AVAILABLE RECORDS →
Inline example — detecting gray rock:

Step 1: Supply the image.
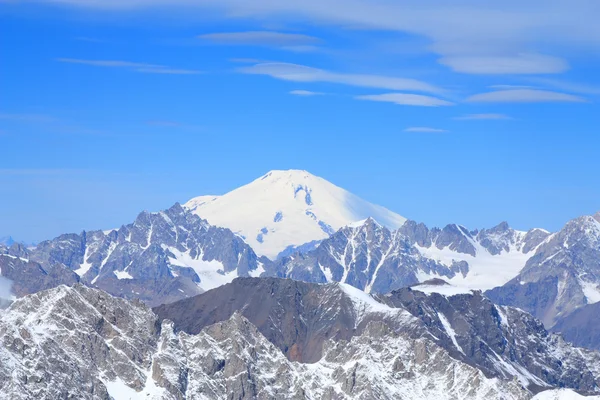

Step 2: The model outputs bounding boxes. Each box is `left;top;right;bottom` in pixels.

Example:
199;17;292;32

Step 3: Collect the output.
487;212;600;329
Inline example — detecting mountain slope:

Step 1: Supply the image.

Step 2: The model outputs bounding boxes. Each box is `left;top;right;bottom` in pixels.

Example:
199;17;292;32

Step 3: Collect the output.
0;285;532;400
184;170;406;259
154;278;600;393
487;213;600;329
268;218;549;293
19;204;268;305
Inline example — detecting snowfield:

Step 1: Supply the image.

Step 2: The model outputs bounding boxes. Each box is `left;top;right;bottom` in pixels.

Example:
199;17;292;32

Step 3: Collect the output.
184;170;406;259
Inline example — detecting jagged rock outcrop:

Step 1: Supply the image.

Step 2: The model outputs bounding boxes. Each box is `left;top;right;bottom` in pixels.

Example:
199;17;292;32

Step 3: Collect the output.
487;214;600;330
0;278;600;400
8;204;269;305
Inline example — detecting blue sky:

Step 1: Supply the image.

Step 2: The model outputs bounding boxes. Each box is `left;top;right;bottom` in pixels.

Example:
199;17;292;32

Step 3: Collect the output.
0;0;600;241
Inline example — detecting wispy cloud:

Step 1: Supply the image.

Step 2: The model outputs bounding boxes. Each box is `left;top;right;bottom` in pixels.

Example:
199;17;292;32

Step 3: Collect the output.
198;31;321;48
454;114;512;121
439;54;569;74
56;58;202;75
529;77;600;95
239;63;443;93
290;90;325;96
404;126;448;133
355;93;454;107
29;0;600;74
467;89;587;103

DIRECTIONS → Please give all the items above again, substituting "Provide" for "Supply" and changing nothing else. Leave the pictures out.

REPLY →
Inline example — detecting gray rock:

Step 1: Provide the image.

Step 2: The model outputs bounding boxes. Each box is `left;top;right;bottom` in pixels.

Example:
199;17;292;32

Step 3: Collect the output.
487;212;600;329
Inline example — detecting mountain slope:

Step 1: Provide the image.

Step 2: The model outputs bounding boxes. Each box is `left;top;right;bottom` in pixels.

Example:
199;17;292;32

Step 3: Collect the output.
0;285;532;400
184;170;406;259
154;278;600;393
487;213;600;329
268;218;549;293
19;204;268;305
Inline example — detecting snowfield:

Step 1: Provide the image.

Step 2: The model outputs bounding boxes. Each box is `left;top;right;bottom` in pixels.

Example:
199;17;292;32

Step 3: Collect the output.
184;170;406;259
Inline example — detecting jagged rock outcrop:

Step 1: Provide the image.

Step 2: The model outputs bounding boxes. Each box is `left;top;right;bottom` in pixels.

Example:
199;17;292;32

Step 3: Collect the output.
487;214;600;330
0;278;600;400
8;204;269;305
Inline example — detecting blue sky:

Step 1: Provide the image.

Step 2: The model outputs bounding boxes. Each box is `left;top;right;bottom` in pixels.

Example:
199;17;292;32

Step 3: Collect the output.
0;0;600;241
Inline example — detecting wispy cloud:

Step 1: Provide the image.

Step 2: The model outputs bounding boxes. Each box is `left;top;right;bottom` in pixels.

Example:
199;17;292;32

Step 3: Collect the output.
198;31;321;48
454;114;512;121
439;54;569;74
56;58;202;75
529;77;600;95
239;63;443;93
290;90;325;96
404;126;448;133
355;93;454;107
29;0;600;74
467;89;587;103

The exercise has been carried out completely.